● Problem description
All of the records below must be reproduced exactly, minus any pictures.

[Point localization data]

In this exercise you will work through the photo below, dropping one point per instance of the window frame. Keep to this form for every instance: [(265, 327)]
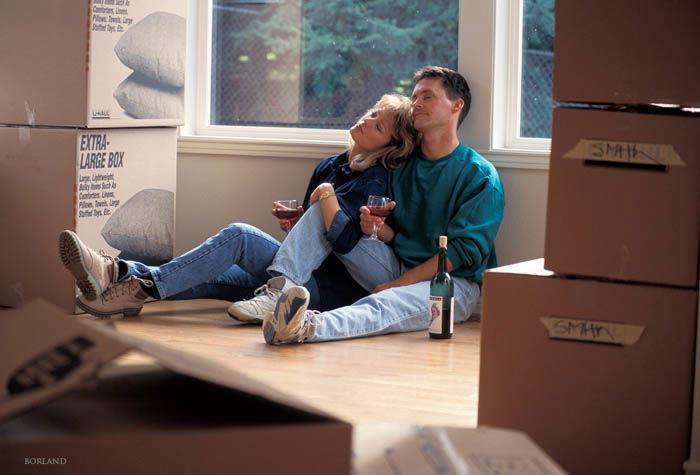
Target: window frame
[(488, 50)]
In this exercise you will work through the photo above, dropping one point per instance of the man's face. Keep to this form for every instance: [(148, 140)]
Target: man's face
[(431, 106)]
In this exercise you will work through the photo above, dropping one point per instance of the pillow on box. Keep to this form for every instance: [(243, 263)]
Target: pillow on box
[(143, 98), (142, 228), (155, 47)]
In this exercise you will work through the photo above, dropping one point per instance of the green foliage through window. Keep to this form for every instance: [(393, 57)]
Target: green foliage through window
[(322, 63)]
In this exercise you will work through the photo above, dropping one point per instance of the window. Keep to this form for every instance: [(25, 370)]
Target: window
[(536, 71), (319, 64), (528, 66)]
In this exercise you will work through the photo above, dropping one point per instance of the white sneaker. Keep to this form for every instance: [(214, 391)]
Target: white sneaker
[(124, 298), (263, 304), (291, 322), (93, 271)]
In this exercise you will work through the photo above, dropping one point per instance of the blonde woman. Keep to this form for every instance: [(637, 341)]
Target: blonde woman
[(241, 258)]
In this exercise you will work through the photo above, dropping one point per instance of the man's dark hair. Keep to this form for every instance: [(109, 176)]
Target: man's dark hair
[(456, 86)]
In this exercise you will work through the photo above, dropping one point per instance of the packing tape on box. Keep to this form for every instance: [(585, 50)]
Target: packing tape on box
[(31, 115), (562, 328), (23, 135), (625, 152)]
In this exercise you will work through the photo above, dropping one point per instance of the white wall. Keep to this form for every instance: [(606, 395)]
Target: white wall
[(215, 190)]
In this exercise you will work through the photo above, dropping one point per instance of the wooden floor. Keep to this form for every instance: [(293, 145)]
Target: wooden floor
[(404, 378)]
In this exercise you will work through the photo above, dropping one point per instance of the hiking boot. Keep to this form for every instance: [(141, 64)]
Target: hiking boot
[(93, 271), (263, 304), (124, 298), (291, 322)]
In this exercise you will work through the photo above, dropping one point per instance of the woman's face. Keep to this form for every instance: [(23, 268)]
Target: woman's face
[(372, 132)]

● Problem solution
In this exercise you will work through the photo below, dropping one point per instance of the window frame. Keep to this form for every instance: [(265, 327)]
Target: window frame
[(488, 50)]
In this exercise you will work through the photo above, dropping one point per instance of the man's face. Keep to this form for every instance: [(148, 140)]
Target: man's face
[(431, 106)]
In this exercise you will work through the photo above, dropping one point per instance of the pillow on box. Keep to this form for every instance: [(243, 263)]
Target: pillow on box
[(143, 98), (142, 228), (155, 47)]
In this exercise you will work through the photo above, dropping one point per instance of the green foliage through window. Keep to this form for every instance: [(393, 57)]
Target: green foliage through window
[(322, 63)]
In this exercise you will work through the photo above, dropping one point per instance of the window. Keep to this form for every instance: [(25, 370)]
Target: window
[(536, 71), (319, 64), (528, 66)]
In this exercise you will work through the photo above, dropping one point per instance of the white sneaker. Keep to this form for every instance: [(214, 391)]
Target: white sneaker
[(124, 298), (263, 304), (291, 322), (93, 271)]
In this exercise you will work through the photo above, dropping one point per instance of the blonde woman. Keep to this form for every instance: [(637, 341)]
Target: blonde woman
[(241, 258)]
In this exercise you will work through the photo above, dropping one point per instance of the man's dark hair. Keep to this form for every instance: [(109, 176)]
Target: man's dark hair
[(456, 86)]
In this exercise you will work through the photo above, dropping one point per instance of the packing tape on box. Keep to this form for every instance: [(585, 50)]
Target: packing tape on box
[(31, 115), (562, 328), (23, 135), (625, 152)]
In this exercise you will work through the photo above, dropping one point per instance of the white wall. Keep to this form for every instance: [(606, 395)]
Target: white wall
[(215, 190)]
In this exercise you will work through the photo above, dropping one point per instance of the wooden floor. Keep to this form for every instance: [(293, 145)]
Target: wooden floor
[(404, 378)]
In this exercise you will work through the photo above, dropping one point per instance of the hiking boot. Keep to this form for every instance: [(141, 64)]
Target: hiking boot
[(93, 271), (263, 304), (124, 298), (291, 322)]
In this exercise you will work through the photo above, dropping one point per instance of the woman's face. Keep to this form for every instance: [(23, 268)]
Target: woman's face
[(372, 132)]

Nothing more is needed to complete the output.